Turn the lines of the listing below into a JSON list of strings, one string per line with blank lines left out, starting with the line that contains "Kindly outline every instance of the rectangular" and going on through the end of the listing.

+++++

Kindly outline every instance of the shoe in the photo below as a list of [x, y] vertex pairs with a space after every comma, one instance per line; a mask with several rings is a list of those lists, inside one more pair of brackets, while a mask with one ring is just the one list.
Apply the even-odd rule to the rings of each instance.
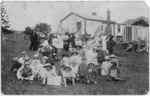
[[94, 84], [97, 84], [97, 82], [95, 81]]

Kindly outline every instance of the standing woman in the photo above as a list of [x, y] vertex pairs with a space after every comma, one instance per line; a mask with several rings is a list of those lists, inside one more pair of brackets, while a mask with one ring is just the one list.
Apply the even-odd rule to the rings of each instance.
[[113, 40], [113, 35], [110, 35], [109, 40], [107, 41], [107, 50], [109, 51], [109, 54], [113, 54], [113, 47], [116, 45], [116, 42]]
[[64, 35], [64, 46], [63, 46], [65, 51], [69, 50], [69, 36], [67, 33]]

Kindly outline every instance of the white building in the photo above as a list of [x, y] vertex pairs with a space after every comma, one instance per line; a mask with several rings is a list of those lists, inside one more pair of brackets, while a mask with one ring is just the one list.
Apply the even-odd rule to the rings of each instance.
[[71, 12], [60, 23], [63, 32], [81, 32], [82, 34], [87, 32], [94, 35], [95, 32], [101, 34], [108, 30], [111, 34], [115, 34], [115, 22], [110, 21], [109, 10], [107, 12], [107, 20], [98, 17], [94, 12], [90, 16]]

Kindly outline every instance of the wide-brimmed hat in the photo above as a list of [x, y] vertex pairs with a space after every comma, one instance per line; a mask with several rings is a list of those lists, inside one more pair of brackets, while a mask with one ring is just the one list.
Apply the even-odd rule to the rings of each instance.
[[33, 59], [34, 59], [34, 58], [39, 58], [39, 55], [35, 54], [35, 55], [33, 56]]
[[17, 62], [18, 59], [19, 59], [18, 57], [14, 57], [14, 58], [12, 59], [12, 61], [14, 61], [14, 62], [16, 61], [16, 62]]
[[73, 50], [72, 52], [71, 52], [71, 55], [73, 55], [73, 54], [75, 54], [76, 53], [76, 55], [78, 54], [78, 51], [77, 50]]
[[114, 54], [110, 55], [110, 58], [116, 58], [116, 56]]
[[77, 47], [82, 48], [82, 45], [79, 45], [79, 44], [78, 44], [78, 45], [76, 45], [76, 48], [77, 48]]
[[69, 57], [67, 54], [63, 54], [62, 57]]
[[24, 65], [30, 65], [30, 62], [26, 62]]
[[104, 58], [105, 60], [109, 60], [109, 56], [105, 56], [105, 58]]
[[93, 49], [98, 50], [97, 46], [93, 46]]
[[25, 52], [25, 51], [22, 51], [22, 52], [21, 52], [21, 55], [23, 55], [23, 54], [26, 54], [26, 52]]
[[94, 66], [95, 64], [94, 63], [92, 63], [92, 62], [90, 62], [89, 64], [88, 64], [88, 66]]
[[117, 65], [116, 60], [111, 60], [111, 61], [110, 61], [110, 63], [111, 63], [111, 64], [115, 64], [115, 65]]
[[72, 68], [69, 65], [64, 65], [63, 69], [65, 69], [65, 68], [69, 68], [70, 70], [72, 70]]
[[44, 56], [43, 59], [48, 59], [48, 57], [47, 57], [47, 56]]
[[45, 65], [43, 65], [43, 67], [51, 67], [52, 68], [52, 65], [50, 63], [46, 63]]

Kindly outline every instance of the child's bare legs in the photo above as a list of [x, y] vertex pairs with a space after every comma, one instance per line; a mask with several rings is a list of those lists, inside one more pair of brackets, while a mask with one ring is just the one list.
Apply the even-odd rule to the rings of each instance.
[[72, 85], [75, 86], [74, 77], [72, 77]]
[[65, 78], [65, 77], [63, 77], [63, 81], [64, 81], [65, 87], [67, 87], [67, 84], [66, 84], [66, 78]]
[[42, 83], [43, 83], [43, 85], [46, 85], [46, 80], [47, 80], [47, 78], [43, 78], [43, 81], [42, 81]]

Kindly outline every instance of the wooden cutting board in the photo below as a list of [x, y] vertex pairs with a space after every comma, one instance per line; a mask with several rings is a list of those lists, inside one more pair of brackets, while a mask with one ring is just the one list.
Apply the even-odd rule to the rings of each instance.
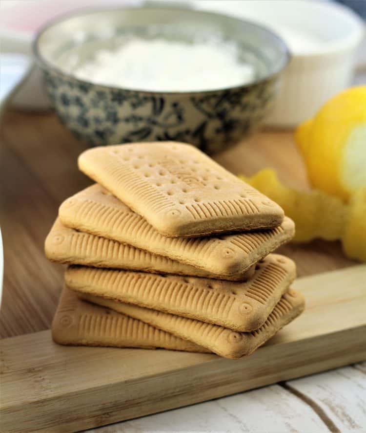
[[[45, 260], [43, 244], [60, 203], [90, 182], [76, 166], [85, 145], [52, 114], [9, 113], [0, 139], [1, 432], [88, 428], [366, 359], [366, 266], [339, 243], [320, 240], [279, 250], [308, 276], [294, 284], [306, 309], [246, 358], [55, 345], [45, 330], [63, 269]], [[257, 134], [216, 159], [234, 173], [272, 166], [287, 184], [306, 187], [290, 132]]]
[[360, 265], [298, 279], [294, 287], [305, 296], [305, 313], [239, 360], [64, 347], [49, 331], [3, 340], [1, 431], [90, 428], [364, 360], [365, 276]]

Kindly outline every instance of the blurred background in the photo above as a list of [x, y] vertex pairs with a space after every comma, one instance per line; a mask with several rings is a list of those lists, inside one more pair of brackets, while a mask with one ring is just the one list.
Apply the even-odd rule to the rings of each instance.
[[[304, 1], [306, 2], [306, 0]], [[299, 14], [297, 20], [293, 19], [292, 15], [295, 13], [293, 11], [296, 10], [296, 8], [294, 4], [296, 0], [289, 0], [285, 2], [287, 3], [287, 10], [285, 13], [284, 13], [282, 7], [277, 10], [278, 6], [275, 6], [274, 3], [278, 3], [278, 1], [272, 0], [270, 2], [271, 4], [267, 4], [265, 1], [251, 0], [165, 0], [163, 1], [142, 1], [141, 0], [108, 0], [108, 1], [103, 0], [1, 0], [0, 1], [1, 53], [2, 54], [25, 54], [32, 57], [32, 41], [37, 32], [49, 20], [73, 11], [91, 7], [139, 6], [146, 4], [150, 6], [159, 4], [168, 7], [183, 6], [213, 11], [263, 24], [283, 38], [292, 54], [293, 62], [294, 57], [309, 57], [321, 49], [320, 46], [322, 43], [320, 39], [317, 40], [316, 39], [317, 32], [319, 31], [319, 29], [317, 28], [317, 20], [316, 17], [313, 17], [314, 24], [311, 29], [313, 30], [312, 34], [310, 35], [308, 32], [305, 34], [304, 28], [306, 28], [306, 25], [308, 30], [310, 28], [308, 22], [306, 23], [306, 22], [311, 17], [310, 15], [307, 16], [306, 14], [301, 17]], [[352, 9], [361, 19], [366, 18], [366, 1], [365, 0], [337, 0], [336, 1], [335, 0], [307, 0], [307, 2], [337, 3]], [[293, 4], [291, 5], [290, 3]], [[309, 13], [311, 15], [311, 12]], [[320, 18], [325, 24], [323, 26], [324, 31], [326, 31], [325, 28], [328, 27], [326, 30], [328, 32], [335, 33], [338, 32], [340, 35], [344, 31], [342, 25], [339, 25], [338, 23], [333, 23], [331, 16], [327, 17], [322, 16]], [[300, 25], [299, 25], [299, 20], [300, 22], [302, 20], [303, 22], [302, 23], [300, 22]], [[332, 35], [332, 37], [336, 38], [336, 34]], [[300, 115], [300, 117], [295, 115], [293, 113], [291, 114], [291, 112], [293, 111], [292, 107], [287, 108], [286, 114], [288, 118], [286, 120], [283, 118], [284, 110], [286, 109], [285, 105], [286, 103], [284, 101], [280, 102], [279, 103], [278, 110], [281, 112], [282, 118], [279, 119], [279, 114], [274, 113], [272, 117], [269, 119], [269, 123], [280, 126], [293, 126], [296, 123], [308, 117], [310, 112], [312, 113], [314, 109], [319, 108], [322, 103], [331, 96], [330, 93], [332, 92], [333, 94], [335, 94], [339, 91], [340, 87], [345, 87], [351, 83], [361, 84], [366, 82], [366, 43], [364, 42], [363, 43], [357, 45], [357, 47], [352, 47], [357, 49], [356, 55], [353, 56], [353, 52], [351, 53], [352, 67], [354, 73], [349, 76], [349, 73], [344, 71], [343, 76], [340, 76], [338, 83], [334, 83], [334, 89], [332, 90], [329, 89], [328, 92], [325, 93], [320, 98], [317, 102], [317, 107], [305, 102], [304, 103], [309, 104], [309, 108], [307, 109], [304, 108], [304, 113]], [[343, 55], [345, 56], [344, 60], [346, 62], [348, 61], [348, 59], [346, 59], [346, 54], [344, 53]], [[323, 60], [325, 62], [326, 61], [325, 59]], [[8, 61], [8, 60], [7, 62]], [[315, 60], [313, 61], [315, 62]], [[29, 66], [29, 65], [26, 61], [24, 61], [24, 59], [20, 60], [19, 57], [16, 61], [13, 58], [9, 65], [9, 64], [5, 62], [3, 56], [0, 61], [0, 70], [1, 72], [0, 88], [3, 99], [6, 93], [5, 89], [8, 87], [14, 86], [17, 82], [17, 80], [14, 77], [15, 71], [20, 76], [21, 76], [22, 74], [24, 73], [24, 69], [26, 69]], [[298, 61], [298, 65], [293, 66], [293, 68], [306, 68], [307, 73], [309, 72], [307, 69], [308, 67], [310, 66], [307, 65], [303, 65], [301, 60]], [[318, 70], [314, 73], [321, 75], [321, 71], [319, 67], [316, 65], [314, 67], [318, 68]], [[11, 73], [9, 73], [9, 71]], [[341, 71], [339, 71], [338, 73], [342, 74]], [[345, 76], [345, 74], [347, 75], [346, 77]], [[8, 78], [9, 75], [11, 76], [11, 78]], [[22, 86], [22, 89], [14, 98], [12, 102], [13, 106], [30, 109], [42, 109], [49, 107], [49, 102], [44, 88], [40, 84], [40, 76], [39, 70], [36, 69], [33, 71], [27, 79], [26, 83]], [[335, 80], [334, 77], [333, 79]]]

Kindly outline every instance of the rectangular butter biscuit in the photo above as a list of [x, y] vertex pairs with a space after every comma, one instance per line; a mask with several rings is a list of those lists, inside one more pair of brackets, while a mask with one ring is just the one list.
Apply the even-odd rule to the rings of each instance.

+++++

● **EXERCISE RESULT**:
[
  "Kindly outline every instance of the rectangular butter biscuit in the photo above as a list of [x, y] vertex pairs with a space after every comma, one instance per line; a mask with several rings is a list of those lists, inside one more pair of brackets, while a mask with one ring is just the one list.",
  "Apply the even-odd rule to the rings of each instance."
]